- Opening Delimiter -

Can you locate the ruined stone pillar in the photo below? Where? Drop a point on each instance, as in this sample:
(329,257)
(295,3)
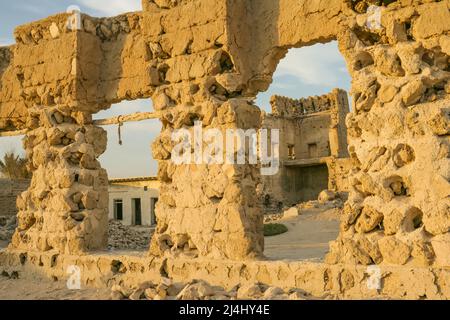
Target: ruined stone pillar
(204,210)
(399,206)
(66,207)
(207,210)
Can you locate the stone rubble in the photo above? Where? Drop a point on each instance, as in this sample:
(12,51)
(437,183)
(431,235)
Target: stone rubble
(201,290)
(121,237)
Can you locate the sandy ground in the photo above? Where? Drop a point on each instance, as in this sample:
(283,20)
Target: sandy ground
(307,238)
(38,289)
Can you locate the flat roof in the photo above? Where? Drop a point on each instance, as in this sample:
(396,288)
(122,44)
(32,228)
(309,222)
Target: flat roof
(135,179)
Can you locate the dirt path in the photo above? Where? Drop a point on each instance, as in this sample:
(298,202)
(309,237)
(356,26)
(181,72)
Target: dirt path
(307,238)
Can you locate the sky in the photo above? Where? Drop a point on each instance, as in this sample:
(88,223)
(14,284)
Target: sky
(304,72)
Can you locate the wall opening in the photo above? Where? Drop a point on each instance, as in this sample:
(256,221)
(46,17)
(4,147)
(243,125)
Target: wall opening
(133,186)
(15,178)
(304,104)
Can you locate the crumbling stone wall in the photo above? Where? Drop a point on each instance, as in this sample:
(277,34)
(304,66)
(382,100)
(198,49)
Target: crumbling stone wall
(206,60)
(399,209)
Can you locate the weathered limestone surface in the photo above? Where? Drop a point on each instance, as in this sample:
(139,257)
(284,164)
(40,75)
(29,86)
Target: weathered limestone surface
(399,208)
(9,190)
(206,60)
(316,279)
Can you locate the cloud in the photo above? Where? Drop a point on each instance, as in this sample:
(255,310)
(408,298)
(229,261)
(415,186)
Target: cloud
(320,65)
(6,42)
(112,7)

- Closing Delimiter -

* **Task to carry out**
When you reproduce the data shown above, keep each line exact and omit every picture.

* **Result for this task**
Can you locate the ruined stone pillar in the photo below? Where? Drop a point on each instance, as in this sample:
(329,257)
(295,3)
Target: ruined stone pillar
(204,210)
(399,206)
(66,207)
(207,210)
Can you locate the stone rubble in the photo above? Where? Drop a point on each instance, as in this sample:
(12,51)
(437,183)
(431,235)
Target: stone rubble
(201,290)
(121,237)
Can you locate the sandy ground in the photo above? Where? Drop a point on each instance, as in this sample:
(283,20)
Target: sandy ground
(307,238)
(38,289)
Can you locate the flat roof in the photo above? Where? Drop a point on each instance, as in this sample:
(396,288)
(122,44)
(32,228)
(309,222)
Target: flat roof
(135,179)
Can you locate the dirt path in the photo above? Where? Drop a point on each instance, as in this sample:
(298,202)
(309,237)
(356,26)
(181,72)
Target: dirt path
(307,238)
Can you locate the sky in the photo above? Where? Drop a point on each instance, as in this sample:
(88,223)
(14,284)
Target: sky
(304,72)
Can you locate the wall opening in the photo above? Where? Drop a point on each instance, as in this sample:
(256,221)
(46,17)
(4,147)
(243,125)
Target: wall opening
(133,186)
(15,178)
(304,104)
Can you locate the crumbling stone wall in the photo above? Where? Drop a point on each instance, as in this sample:
(277,34)
(304,66)
(382,100)
(198,49)
Target: crumbling stone wall
(206,60)
(399,209)
Can you locate the weathered limestone surface in the photo above? Where? Drop a point on each instance, as in this sample:
(139,257)
(284,164)
(40,75)
(29,86)
Target: weathered limestone surface
(399,208)
(9,190)
(206,60)
(316,279)
Can you locate the cloud in the photo above? Where? Drop a point on each instance, as in this sample:
(255,310)
(408,298)
(229,261)
(415,186)
Target: cloud
(320,65)
(6,42)
(112,7)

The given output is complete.